Given text:

◇ ◇ ◇ ◇ ◇

Hard-to-get jobs and even harder-to-get men, high heels unintended for anyone but Ms. Lady Gaga herself, a city that allows few to make it before they break it, chances that have no reasonable shot in hell…. I tend to be pretty resilient and brave, a fighter who graces dresses and pearls while living up to the name I was born with.
But when it comes to gaining enough gumption to end a relationship…I suck.
Perhaps that’s not the most elegant of words to choose but it’s a pretty fair representation of how I view myself when a love affair turns sour. We all know when those boots should be made for walkin’, we know when the tension has turned from sexual to painful, and when nights are ruined by the presence of your partner, instead of brightened. The truth of any matters of the heart is that they are never easy. And if you’re anything like me, they are extended and lengthy, lingering around for far too long before they come to some immature, emotional and irrational head – leaving both parties destroyed and vulnerable, resenting each other for the past three hours of torture they endured. Not to mention, inflicted on one another. The end of a relationship is a great time-waster and mood killer. That’s when you know it is truly, completely over – when there is no hope for makeup sex because you just want…you need…to get away from one another.
God, it sucks.
My friends and family get to hear about this process the whole way through. They’re so lucky, aren’t they? As I wrangle with my exit strategy, make pro and con lists, go through periods of indescribable bliss that tease me into thinking things can change…only to be brought back down to reality the next day when the picture-perfect something I cooked up, boils over. It’s a nasty little ride I take myself on, a rollercoaster I not only pay for but add thrill to. Funny thing is though, it’s not thrilling but I entertain it anyway, waiting until the very last second before I finally push on the brakes. I barely miss a head-on collision each and every single time. My friend K says it’ll get easier as I date more New York men. I’ll grow accustomed to the process and it won’t be so difficult to turn on my heel and trot off. I’ll believe her when it happens, just as she had to experience it to believe it for herself.
For now though, I’m stubborn and falsely misled by fancy illusions of what a man could be, rather than really seeing, accepting and loving him for who he is. Possibility might as well be the middle name of any man I attempt to date -Lord knows I’ll be trying and trying again, until there is no more opportunity left to be found or piece of my heart to be shattered.

◇ ◇ ◇ ◇ ◇

Data provided:
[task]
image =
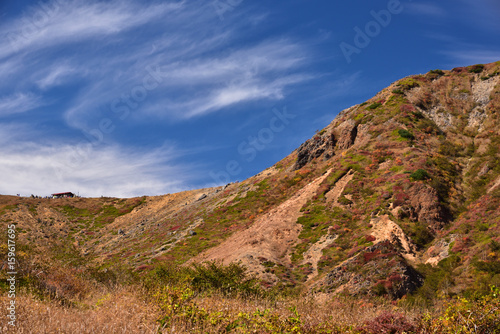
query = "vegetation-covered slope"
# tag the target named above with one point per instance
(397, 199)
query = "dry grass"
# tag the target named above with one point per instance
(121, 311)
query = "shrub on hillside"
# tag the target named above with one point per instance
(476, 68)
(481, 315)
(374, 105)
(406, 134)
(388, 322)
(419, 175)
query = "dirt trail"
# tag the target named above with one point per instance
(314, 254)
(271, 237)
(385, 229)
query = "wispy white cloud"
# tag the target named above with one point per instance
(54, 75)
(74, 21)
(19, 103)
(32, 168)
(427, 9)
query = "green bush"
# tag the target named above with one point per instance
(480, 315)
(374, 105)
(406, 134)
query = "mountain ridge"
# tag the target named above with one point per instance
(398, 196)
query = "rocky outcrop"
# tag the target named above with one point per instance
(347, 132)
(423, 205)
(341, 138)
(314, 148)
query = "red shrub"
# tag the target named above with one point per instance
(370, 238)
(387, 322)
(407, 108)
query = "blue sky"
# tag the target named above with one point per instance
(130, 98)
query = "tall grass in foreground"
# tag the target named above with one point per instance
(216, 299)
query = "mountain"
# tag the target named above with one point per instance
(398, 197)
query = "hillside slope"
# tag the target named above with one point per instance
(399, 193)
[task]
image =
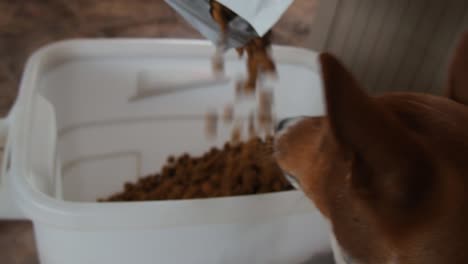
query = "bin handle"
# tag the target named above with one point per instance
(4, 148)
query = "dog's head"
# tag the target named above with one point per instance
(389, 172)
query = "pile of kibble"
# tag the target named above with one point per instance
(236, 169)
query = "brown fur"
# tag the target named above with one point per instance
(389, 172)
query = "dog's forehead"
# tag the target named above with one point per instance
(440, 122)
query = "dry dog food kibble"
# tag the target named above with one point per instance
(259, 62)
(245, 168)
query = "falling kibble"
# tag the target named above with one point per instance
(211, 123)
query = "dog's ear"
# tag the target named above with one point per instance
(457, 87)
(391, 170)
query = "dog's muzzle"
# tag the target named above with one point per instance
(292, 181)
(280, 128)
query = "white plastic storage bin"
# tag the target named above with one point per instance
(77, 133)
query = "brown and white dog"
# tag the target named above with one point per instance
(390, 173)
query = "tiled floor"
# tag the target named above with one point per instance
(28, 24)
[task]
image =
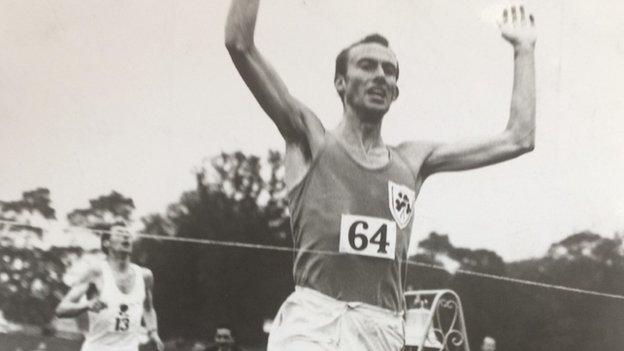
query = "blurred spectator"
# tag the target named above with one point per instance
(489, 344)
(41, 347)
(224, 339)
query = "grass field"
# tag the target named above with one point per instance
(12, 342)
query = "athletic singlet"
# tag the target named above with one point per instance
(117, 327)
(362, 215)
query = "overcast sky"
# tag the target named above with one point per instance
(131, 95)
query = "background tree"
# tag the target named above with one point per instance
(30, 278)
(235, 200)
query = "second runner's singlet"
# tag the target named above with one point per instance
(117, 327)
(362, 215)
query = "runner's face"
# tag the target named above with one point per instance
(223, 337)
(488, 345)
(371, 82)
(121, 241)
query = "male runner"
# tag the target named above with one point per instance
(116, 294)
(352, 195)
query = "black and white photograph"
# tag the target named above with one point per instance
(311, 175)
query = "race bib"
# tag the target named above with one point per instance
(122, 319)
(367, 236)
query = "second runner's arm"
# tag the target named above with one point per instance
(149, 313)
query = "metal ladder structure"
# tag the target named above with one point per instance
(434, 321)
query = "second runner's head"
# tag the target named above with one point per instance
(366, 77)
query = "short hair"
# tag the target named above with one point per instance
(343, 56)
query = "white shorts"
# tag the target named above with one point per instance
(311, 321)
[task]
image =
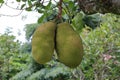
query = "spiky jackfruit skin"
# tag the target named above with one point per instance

◇ ◇ ◇ ◇ ◇

Set of tasks:
1. In the essay about ending relationships, what does the writer's friend K say will make ending a relationship easier?
2. Pick up the essay about ending relationships after its last sentence and keep writing it in the same voice.

Results:
1. Dating more New York men, so that the writer grows used to the process.

2.
But when I get to that point, it is actually rather simple for me to cut my losses and tighten my ends. The decision becomes clear and my head stops spinning. I still experience the wallowing stages of misery that follow the death of love – after all, nothing dies more painfully or slowly than a dream, especially one that floated on Cloud 9 at one point. But when I decide it is time to leave, when there is no more fun to be had, no more fixing-up I’m capable of, no more squinting to try and visualize a future that never existed – I go. I swiftly get as far away as I can, severing contact and carefully tucking pictures with tattered, loved edges away for safe-keeping. For when it’s safe to look at them again without risking inexplicable sadness. And of course, without going up against the obsessive “What if” thoughts that attack the heartbroken spirit.
What if I would have tried harder? What if I wouldn’t have given up on him? On us? What if I would have been more understanding, more patient, kinder? What if I would have stayed around longer to see what could happen? What if I would have swallowed all of those things I wanted, just to be with him for a few more hours? Few days? What if we were at a turning point and I sealed our fate? What if all this is my fault? What if this is as good as it gets and I’m crazy for hoping for more? What if I walk away from him and he is my soulmate, and then I never find anyone else? What if I’m always alone?
What if I f***ed it all up?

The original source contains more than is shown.